The flanges and or/ribs may be reinforced as required to add strength, or may be cut away to add flexibility as required.

Any reference to a fluid seal includes fluid such as a gas or a liquid.

Claims

1. A connector comprising first and second tubular couplers and a tubular locking collar, the locking collar comprising at least one radially extending locking rib comprising longitudinally opposed locking faces, each coupler being formed with a respective locking formation, the connector being arranged such that each coupler can be mated together such that each locking formation is adjacent a respective one of the locking faces of the locking rib, rotation of the collar relative to the couplers being operative to cause each locking formation to engage with a respective locking face to lock the couplers together such that relative movement between each coupler and the collar along the longitudinal axis is resisted.

▸ Goal of the exercise: Could you continue the connector patent text, picking up right after claim 1? The data that comes next is separate from the connector patent text.

▸ Records from a point-labeling set:

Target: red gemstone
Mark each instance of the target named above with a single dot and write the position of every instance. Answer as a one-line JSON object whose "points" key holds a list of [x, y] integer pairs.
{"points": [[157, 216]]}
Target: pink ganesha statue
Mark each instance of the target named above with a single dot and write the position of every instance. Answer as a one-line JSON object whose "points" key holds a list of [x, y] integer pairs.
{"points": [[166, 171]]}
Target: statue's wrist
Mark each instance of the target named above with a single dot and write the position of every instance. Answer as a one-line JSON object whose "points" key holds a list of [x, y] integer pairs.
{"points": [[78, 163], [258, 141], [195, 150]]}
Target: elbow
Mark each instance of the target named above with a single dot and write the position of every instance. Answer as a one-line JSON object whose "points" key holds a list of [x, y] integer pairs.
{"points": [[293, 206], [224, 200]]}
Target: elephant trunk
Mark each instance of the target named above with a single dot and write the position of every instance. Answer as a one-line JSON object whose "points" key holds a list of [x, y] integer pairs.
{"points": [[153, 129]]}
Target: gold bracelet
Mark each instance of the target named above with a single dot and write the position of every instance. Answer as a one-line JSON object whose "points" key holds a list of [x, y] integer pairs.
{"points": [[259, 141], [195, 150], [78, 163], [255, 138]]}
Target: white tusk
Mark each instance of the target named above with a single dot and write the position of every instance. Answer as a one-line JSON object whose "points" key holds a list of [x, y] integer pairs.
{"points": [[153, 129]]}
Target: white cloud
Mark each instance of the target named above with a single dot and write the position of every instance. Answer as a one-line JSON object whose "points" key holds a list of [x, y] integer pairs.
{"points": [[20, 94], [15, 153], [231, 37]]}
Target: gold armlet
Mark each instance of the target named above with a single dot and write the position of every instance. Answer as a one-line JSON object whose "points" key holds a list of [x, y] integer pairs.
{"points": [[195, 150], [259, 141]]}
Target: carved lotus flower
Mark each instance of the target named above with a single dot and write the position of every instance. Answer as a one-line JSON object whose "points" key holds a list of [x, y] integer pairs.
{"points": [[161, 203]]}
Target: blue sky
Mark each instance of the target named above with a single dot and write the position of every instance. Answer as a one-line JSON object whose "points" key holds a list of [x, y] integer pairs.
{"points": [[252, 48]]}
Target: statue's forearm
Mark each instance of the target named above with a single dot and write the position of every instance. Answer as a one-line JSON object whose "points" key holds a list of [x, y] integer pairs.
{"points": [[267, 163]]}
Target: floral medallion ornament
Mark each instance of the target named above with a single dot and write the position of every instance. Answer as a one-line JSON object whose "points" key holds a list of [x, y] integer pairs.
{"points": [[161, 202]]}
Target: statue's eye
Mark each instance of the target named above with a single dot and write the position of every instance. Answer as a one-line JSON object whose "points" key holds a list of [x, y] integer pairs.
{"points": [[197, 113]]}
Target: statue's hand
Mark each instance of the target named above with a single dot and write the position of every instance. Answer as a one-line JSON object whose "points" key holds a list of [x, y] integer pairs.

▸ Response to this task:
2. The connector of claim 1 wherein the locking collar comprises a longitudinally extending through bore defined by an internal wall provided with the at least one radially extending locking rib, the locking rib extending radially inwardly, the connector being arranged such that each coupler can be partially inserted into the through bore of the locking collar to a position wherein each locking formation is adjacent a respective one of the locking faces of the locking rib.

3. The connector of claim 1 wherein an internal cavity is defined by at least one coupler, the locking formations being located in the internal cavity when the couplers are mated together, the collar being located in the internal cavity and connected to an actuator operative to rotate the internal collar relative to the mated together couplers.

4. The connector of any one of claims 1 to 3 wherein rotation of the collar relative to the couplers is operative to cause each locking formation to engage with a respective locking face to lock the couplers together such that relative rotational movement between each coupler about the longitudinal axis is resisted.

5. The connector of any one of the preceding claims wherein when so mated, the locking formations of each coupler engage to resist relative rotation between the couplers.

6. The connector of any one of the preceding claims wherein the collar comprises at least two locking ribs axially spaced apart along the longitudinal axis of the through bore, a locking face of one rib engaging the locking formation of the first coupler, a locking face of the other rib engaging the locking formation of the second coupler.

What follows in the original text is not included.